### Source document
==============================

Written on April 25th 2024

Source here: Times of India 


The job market has never been a straightforward path. Ask anyone who has ever looked for a job, certainly within the last decade, and they can tell you as much. But with the rapid development of AI and machine learning, concerns are growing for people about their career options, with a report from Randstad finding that 7 in 10 people in India are concerned about their job being eliminated by AI.

 Employers have their own share of concerns. According to The World Economic Forum, 97 million new AI-related jobs will be created by 2025 and the share of jobs requiring AI skills will increase by 58%. The IT industry in India is experiencing a tremendous surge in demand for skilled professionals on disruptive technologies like artificial intelligence, machine learning, blockchain, cybersecurity and, according to Nasscom, this is leading to a shortage of 600,000 profiles.

 So how do we fill those gaps? Can we democratize access to top-tier higher education in technology?

These are the questions that Riccardo Ocleppo, the engineer who founded a hugely successful ed-tech platform connecting international students with global Universities, Docsity, asked himself for years. Until he took action and launched the Open Institute of Technology (OPIT), together with the Former Minister of Education of Italy, Prof. Francesco Profumo, to help people take control of their future careers.

OPIT offers BSc and MSc degrees in Computer Science, AI, Data Science, Cybersecurity, and Digital Business, attracting students from over 38 countries worldwide. Through innovative learning experiences and affordable tuition fees starting at €4,050 per year, OPIT empowers students to pursue their educational goals without the financial and personal burden of relocating.

==============================

### Photo-based referring expression records
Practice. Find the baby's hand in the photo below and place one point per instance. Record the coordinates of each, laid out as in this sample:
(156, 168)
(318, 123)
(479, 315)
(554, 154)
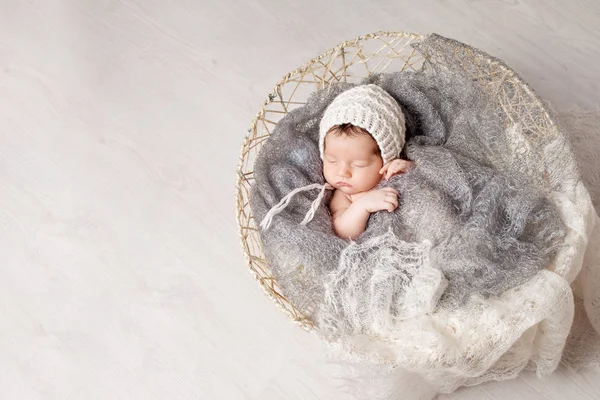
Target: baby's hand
(394, 167)
(380, 199)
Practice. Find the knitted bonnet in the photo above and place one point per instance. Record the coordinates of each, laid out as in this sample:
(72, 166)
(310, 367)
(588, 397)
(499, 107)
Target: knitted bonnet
(373, 109)
(368, 107)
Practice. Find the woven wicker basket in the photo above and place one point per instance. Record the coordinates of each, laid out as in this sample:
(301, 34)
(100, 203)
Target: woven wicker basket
(352, 61)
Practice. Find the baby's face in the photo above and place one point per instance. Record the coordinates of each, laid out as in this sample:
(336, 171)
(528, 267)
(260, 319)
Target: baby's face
(351, 163)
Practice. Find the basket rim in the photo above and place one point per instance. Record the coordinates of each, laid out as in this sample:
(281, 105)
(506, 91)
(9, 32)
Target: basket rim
(303, 321)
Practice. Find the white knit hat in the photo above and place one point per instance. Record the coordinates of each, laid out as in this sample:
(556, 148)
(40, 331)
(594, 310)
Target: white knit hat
(373, 109)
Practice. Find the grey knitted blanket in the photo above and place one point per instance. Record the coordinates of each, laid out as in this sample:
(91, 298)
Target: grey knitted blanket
(465, 224)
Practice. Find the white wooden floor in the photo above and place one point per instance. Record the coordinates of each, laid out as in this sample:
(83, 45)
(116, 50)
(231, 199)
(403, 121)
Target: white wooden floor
(121, 274)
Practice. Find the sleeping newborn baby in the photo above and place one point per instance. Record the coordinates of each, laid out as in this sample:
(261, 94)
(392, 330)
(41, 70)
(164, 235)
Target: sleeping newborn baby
(361, 136)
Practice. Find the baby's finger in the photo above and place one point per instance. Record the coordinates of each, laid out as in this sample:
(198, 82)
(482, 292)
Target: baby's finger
(392, 199)
(391, 206)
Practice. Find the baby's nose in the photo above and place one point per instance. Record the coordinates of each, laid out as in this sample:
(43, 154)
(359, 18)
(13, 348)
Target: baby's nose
(344, 171)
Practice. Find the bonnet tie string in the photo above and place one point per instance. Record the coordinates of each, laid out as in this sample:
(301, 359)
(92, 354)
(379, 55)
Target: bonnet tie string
(279, 207)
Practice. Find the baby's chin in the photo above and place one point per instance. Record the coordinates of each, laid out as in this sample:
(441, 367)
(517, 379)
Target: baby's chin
(348, 190)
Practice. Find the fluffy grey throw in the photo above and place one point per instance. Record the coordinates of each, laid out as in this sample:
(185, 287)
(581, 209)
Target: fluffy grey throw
(463, 210)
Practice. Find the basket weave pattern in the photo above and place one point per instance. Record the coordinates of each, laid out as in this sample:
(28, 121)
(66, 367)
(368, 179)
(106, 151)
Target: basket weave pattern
(352, 61)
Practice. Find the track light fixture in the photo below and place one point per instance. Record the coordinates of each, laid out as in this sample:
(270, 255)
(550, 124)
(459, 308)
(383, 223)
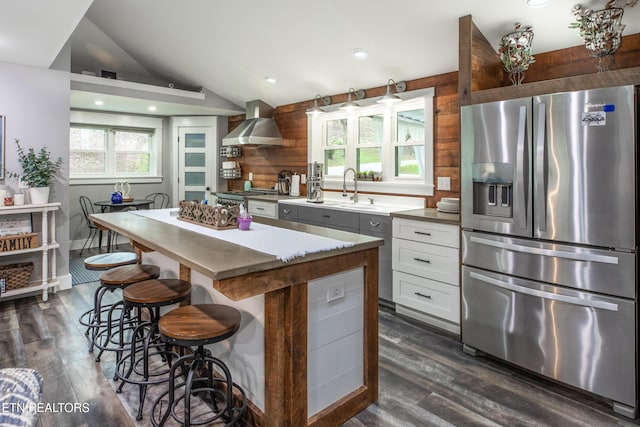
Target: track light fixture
(316, 109)
(390, 98)
(350, 104)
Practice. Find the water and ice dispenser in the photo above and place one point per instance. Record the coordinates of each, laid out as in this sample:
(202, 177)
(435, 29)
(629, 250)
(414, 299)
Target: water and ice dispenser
(493, 189)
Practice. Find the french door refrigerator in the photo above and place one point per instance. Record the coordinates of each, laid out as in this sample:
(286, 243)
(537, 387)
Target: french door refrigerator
(549, 240)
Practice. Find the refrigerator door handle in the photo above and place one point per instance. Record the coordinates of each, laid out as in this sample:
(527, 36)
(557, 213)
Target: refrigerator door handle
(546, 295)
(520, 177)
(545, 252)
(541, 184)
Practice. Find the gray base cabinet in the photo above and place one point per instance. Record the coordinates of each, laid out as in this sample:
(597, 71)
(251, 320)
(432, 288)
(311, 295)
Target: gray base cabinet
(355, 222)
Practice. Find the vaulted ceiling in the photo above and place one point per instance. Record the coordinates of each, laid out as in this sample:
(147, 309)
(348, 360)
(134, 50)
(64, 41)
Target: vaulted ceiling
(228, 48)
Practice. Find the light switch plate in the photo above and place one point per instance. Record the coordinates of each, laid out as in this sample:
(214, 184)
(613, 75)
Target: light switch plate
(444, 183)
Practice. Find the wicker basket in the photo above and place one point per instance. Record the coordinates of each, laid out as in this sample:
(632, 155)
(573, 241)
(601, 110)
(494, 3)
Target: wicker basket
(16, 275)
(216, 217)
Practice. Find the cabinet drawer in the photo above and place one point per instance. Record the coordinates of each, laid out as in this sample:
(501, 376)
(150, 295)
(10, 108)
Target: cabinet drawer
(427, 232)
(431, 261)
(261, 208)
(428, 296)
(330, 218)
(378, 224)
(289, 212)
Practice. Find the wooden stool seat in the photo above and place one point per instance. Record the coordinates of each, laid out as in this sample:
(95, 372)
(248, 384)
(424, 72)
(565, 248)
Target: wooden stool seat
(204, 374)
(157, 291)
(200, 324)
(133, 362)
(110, 260)
(128, 274)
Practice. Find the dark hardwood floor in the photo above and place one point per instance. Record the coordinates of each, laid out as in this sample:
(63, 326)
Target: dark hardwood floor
(425, 378)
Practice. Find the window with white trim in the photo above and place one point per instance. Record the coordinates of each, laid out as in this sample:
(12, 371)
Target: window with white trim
(102, 149)
(391, 148)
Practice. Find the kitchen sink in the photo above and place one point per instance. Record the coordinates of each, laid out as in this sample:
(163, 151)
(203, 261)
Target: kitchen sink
(383, 205)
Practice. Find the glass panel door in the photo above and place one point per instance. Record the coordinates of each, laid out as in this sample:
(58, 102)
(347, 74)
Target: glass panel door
(195, 163)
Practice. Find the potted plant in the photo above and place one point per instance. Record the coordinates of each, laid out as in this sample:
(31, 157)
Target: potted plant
(38, 171)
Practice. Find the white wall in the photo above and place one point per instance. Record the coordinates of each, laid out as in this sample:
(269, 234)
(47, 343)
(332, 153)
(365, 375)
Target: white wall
(35, 103)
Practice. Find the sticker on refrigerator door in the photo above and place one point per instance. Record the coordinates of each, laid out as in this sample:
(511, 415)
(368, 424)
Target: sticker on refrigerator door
(594, 118)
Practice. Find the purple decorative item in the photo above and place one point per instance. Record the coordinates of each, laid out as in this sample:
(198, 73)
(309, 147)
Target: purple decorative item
(116, 197)
(244, 223)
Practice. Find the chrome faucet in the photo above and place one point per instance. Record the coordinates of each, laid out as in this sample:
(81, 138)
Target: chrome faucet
(355, 185)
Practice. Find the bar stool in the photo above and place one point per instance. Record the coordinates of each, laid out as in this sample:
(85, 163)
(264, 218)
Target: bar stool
(197, 326)
(104, 332)
(133, 367)
(102, 262)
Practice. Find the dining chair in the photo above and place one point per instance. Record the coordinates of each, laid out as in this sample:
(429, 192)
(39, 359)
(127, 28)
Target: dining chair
(158, 200)
(87, 209)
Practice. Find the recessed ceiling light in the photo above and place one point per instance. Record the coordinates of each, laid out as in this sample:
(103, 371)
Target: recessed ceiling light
(359, 53)
(537, 3)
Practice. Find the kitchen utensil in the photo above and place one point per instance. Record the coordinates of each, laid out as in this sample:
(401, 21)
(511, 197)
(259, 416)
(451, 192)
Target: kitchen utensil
(284, 182)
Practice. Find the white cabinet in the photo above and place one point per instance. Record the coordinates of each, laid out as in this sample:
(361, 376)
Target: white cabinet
(426, 271)
(47, 248)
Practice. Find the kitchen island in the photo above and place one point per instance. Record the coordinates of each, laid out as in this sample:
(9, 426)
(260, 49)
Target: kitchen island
(281, 352)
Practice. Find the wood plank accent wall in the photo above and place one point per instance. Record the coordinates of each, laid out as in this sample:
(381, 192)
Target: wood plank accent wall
(480, 70)
(266, 162)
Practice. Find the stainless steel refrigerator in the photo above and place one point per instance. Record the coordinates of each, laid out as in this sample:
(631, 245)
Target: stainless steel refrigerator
(549, 241)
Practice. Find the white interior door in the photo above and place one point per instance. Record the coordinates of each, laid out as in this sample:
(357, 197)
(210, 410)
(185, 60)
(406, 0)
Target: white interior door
(195, 162)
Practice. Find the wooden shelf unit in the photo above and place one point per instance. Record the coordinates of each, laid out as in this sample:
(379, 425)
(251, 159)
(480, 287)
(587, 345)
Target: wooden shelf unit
(47, 248)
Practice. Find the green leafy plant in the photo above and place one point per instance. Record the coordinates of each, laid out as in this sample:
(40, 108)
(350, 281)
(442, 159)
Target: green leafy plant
(38, 170)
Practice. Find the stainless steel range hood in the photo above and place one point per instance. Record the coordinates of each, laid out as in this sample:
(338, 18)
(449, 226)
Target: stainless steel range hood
(258, 129)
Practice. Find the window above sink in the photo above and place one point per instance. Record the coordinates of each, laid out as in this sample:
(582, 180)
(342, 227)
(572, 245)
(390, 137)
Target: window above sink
(391, 146)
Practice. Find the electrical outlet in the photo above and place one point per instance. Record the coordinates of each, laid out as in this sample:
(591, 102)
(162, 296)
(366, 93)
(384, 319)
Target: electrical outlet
(444, 183)
(335, 292)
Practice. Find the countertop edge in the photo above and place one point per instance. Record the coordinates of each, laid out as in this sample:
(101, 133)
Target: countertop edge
(242, 260)
(428, 214)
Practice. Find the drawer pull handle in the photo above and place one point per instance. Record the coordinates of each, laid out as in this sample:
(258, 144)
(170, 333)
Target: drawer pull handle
(423, 295)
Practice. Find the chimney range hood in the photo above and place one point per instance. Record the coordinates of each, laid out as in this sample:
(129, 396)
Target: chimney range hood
(258, 129)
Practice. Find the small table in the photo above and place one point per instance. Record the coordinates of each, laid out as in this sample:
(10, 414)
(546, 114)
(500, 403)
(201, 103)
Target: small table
(109, 206)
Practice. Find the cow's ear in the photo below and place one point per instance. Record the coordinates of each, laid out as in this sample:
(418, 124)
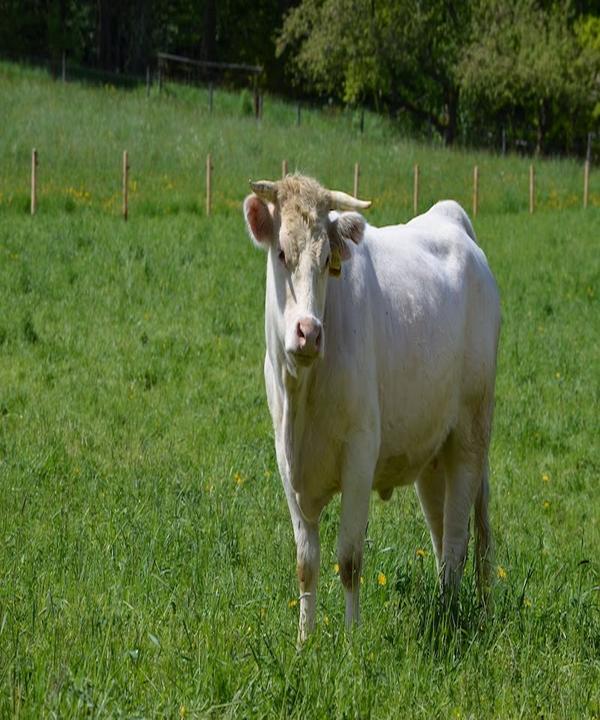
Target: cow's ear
(344, 229)
(259, 221)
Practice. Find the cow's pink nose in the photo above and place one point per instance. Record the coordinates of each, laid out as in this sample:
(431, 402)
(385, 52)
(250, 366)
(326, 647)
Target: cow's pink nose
(309, 332)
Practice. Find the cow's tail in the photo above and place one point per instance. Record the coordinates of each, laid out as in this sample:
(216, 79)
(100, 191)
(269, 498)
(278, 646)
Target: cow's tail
(483, 541)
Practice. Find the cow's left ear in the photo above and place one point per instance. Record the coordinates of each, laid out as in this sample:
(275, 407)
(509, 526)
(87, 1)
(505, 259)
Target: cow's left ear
(345, 228)
(259, 220)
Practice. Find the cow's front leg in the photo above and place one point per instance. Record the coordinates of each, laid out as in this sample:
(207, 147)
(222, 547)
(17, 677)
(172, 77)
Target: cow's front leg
(306, 535)
(357, 479)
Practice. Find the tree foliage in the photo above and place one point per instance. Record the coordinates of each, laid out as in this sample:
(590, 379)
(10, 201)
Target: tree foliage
(455, 68)
(527, 65)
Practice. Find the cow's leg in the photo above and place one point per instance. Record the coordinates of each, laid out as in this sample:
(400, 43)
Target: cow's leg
(357, 478)
(431, 490)
(306, 535)
(464, 461)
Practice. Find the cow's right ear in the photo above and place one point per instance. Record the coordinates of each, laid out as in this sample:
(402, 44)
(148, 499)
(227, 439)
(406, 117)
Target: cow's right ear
(259, 221)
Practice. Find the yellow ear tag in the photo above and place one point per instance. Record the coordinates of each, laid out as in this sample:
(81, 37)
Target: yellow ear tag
(335, 263)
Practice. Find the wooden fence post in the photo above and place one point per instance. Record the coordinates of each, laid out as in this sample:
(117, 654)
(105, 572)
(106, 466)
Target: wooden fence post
(208, 184)
(125, 185)
(586, 182)
(416, 189)
(34, 163)
(586, 171)
(531, 188)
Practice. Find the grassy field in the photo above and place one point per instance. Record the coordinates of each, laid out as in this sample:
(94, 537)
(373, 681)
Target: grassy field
(147, 566)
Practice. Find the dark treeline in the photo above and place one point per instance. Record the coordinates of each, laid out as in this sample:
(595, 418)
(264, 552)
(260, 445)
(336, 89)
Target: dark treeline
(526, 72)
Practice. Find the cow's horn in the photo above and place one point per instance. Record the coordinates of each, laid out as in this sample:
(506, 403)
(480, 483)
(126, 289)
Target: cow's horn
(343, 201)
(265, 189)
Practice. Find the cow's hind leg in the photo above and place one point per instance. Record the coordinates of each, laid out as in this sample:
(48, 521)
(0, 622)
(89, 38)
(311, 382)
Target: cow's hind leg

==============================

### Work instruction 1
In the article about the Open Institute of Technology, what is the lowest yearly tuition fee mentioned?
### Work instruction 2
Continue the article about the Open Institute of Technology from its final sentence.

### Answer box 1
€4,050 per year.

### Answer box 2
The curriculum, delivered through a mix of live and pre-recorded lectures, equips students with the latest technology skills, as well as business and strategic acumen necessary for careers in their chosen fields. Moreover, OPIT’s EU-accredited degrees enable graduates to pursue employment opportunities in Europe, with recognition by WES facilitating transferability to the US and Canada.

OPIT’s commitment to student success extends beyond academics, with a full-fledged career services department led by Mike McCulloch. Remote students benefit from OPIT’s “digital campus,” fostering connections through vibrant discussion forums, online events, and networking opportunities with leading experts and professors.

Faculty at OPIT, hailing from prestigious institutions and industry giants like Amazon and Microsoft, bring a wealth of academic and practical experience to the table. With a hands-on, practical teaching approach, OPIT prepares students for the dynamic challenges of the modern job market.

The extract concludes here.